* _WHAT YOU ARE ASKED TO DO_: Count the lines of the data below that contain the string "pink", treating uppercase and lowercase letters as distinct, and reply with that number alone.

---------- INPUT MATERIAL

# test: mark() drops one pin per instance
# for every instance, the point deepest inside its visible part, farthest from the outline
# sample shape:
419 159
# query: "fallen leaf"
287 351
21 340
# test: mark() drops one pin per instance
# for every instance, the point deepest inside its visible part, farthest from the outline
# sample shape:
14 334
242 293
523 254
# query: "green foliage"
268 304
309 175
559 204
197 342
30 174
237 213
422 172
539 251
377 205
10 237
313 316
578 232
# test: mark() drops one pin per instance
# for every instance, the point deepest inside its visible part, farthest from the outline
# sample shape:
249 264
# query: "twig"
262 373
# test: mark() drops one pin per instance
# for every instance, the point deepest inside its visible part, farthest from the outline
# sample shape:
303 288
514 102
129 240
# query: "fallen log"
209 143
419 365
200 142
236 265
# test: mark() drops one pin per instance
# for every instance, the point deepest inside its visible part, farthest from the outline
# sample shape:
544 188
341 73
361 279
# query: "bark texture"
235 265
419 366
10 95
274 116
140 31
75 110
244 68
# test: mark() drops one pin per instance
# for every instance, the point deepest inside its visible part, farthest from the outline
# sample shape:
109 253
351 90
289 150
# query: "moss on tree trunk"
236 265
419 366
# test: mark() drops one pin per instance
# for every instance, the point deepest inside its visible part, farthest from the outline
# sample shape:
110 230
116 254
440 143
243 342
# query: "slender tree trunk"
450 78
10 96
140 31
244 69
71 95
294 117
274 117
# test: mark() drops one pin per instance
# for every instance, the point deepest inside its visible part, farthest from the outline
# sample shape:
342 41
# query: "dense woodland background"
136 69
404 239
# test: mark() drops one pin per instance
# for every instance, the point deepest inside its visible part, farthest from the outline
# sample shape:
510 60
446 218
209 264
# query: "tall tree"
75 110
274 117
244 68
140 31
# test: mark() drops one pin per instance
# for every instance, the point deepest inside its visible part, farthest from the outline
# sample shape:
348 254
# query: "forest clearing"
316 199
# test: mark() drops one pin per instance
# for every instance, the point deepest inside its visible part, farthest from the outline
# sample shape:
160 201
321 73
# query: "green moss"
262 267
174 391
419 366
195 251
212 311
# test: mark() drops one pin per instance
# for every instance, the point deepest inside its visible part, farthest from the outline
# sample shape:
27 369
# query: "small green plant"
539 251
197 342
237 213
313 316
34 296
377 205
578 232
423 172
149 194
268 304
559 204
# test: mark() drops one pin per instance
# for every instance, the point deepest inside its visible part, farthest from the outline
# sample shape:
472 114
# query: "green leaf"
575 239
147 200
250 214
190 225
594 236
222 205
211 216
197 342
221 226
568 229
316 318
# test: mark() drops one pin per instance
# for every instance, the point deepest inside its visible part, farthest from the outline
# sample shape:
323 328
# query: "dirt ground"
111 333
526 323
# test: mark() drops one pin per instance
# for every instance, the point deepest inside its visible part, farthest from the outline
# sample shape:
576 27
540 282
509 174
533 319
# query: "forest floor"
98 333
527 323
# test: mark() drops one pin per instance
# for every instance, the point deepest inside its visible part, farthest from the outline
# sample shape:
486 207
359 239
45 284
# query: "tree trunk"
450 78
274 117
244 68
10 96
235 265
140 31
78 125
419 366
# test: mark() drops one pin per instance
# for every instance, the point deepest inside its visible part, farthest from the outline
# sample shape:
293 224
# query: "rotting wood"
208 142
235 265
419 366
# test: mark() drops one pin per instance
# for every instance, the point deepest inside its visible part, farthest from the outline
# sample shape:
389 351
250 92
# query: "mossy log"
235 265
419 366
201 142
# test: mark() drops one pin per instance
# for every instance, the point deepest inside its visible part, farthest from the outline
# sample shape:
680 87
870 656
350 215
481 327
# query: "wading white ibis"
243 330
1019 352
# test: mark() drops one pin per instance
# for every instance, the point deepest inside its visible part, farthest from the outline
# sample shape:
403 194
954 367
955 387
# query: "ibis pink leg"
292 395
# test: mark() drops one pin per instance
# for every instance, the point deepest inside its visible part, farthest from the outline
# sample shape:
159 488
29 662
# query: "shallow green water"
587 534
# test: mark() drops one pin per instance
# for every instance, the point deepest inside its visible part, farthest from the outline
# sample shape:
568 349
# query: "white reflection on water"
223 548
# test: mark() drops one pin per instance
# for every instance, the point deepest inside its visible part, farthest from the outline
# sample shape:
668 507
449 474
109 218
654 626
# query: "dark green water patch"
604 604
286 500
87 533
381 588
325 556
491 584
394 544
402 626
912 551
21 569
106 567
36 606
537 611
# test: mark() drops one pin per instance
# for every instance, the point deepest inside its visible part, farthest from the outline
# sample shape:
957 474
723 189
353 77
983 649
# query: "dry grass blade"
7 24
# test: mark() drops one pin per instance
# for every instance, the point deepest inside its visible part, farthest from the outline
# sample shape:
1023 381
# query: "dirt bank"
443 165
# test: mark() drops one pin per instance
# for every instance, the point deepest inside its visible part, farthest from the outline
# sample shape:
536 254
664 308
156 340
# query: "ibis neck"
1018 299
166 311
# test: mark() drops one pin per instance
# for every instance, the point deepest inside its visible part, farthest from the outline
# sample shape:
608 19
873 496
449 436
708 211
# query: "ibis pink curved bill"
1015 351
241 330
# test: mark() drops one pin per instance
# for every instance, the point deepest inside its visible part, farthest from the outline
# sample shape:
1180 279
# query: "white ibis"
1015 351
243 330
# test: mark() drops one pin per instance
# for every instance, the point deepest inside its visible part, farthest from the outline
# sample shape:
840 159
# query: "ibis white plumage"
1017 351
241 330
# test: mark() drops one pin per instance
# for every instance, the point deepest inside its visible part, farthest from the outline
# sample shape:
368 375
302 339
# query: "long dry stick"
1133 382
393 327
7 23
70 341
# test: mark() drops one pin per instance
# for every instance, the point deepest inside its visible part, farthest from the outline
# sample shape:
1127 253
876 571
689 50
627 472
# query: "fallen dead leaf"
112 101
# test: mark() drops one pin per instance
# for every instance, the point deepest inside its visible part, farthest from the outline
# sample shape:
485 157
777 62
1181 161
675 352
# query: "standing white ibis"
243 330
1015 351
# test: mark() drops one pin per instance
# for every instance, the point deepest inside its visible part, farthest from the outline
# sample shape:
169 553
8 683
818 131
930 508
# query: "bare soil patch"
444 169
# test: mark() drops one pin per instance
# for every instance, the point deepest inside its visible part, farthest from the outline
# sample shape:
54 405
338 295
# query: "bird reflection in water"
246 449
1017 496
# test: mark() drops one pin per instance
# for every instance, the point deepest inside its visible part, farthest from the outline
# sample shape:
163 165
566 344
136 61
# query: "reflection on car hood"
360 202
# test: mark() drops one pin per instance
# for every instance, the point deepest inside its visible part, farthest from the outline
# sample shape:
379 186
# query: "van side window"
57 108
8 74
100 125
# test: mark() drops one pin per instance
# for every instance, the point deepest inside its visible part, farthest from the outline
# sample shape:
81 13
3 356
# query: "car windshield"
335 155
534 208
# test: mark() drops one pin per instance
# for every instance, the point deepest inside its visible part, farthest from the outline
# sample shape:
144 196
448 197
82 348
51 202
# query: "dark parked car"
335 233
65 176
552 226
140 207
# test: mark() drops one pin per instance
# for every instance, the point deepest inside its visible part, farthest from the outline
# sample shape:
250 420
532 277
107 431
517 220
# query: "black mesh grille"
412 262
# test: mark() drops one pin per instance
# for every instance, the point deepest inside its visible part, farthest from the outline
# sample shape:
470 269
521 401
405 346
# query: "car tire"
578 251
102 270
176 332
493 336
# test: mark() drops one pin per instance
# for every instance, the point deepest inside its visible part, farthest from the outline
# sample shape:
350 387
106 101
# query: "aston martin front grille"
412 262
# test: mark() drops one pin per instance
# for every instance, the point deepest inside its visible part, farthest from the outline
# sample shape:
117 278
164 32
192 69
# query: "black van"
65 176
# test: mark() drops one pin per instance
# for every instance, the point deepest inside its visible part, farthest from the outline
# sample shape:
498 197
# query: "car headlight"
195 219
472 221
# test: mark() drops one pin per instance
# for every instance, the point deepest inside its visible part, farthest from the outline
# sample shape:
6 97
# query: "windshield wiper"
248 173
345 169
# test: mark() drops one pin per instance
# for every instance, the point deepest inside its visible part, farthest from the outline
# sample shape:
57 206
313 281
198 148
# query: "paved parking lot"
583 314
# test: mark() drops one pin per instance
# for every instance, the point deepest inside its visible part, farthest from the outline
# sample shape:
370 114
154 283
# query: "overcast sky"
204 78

--------------------

* _SOLUTION TO THE EXERCISE_: 2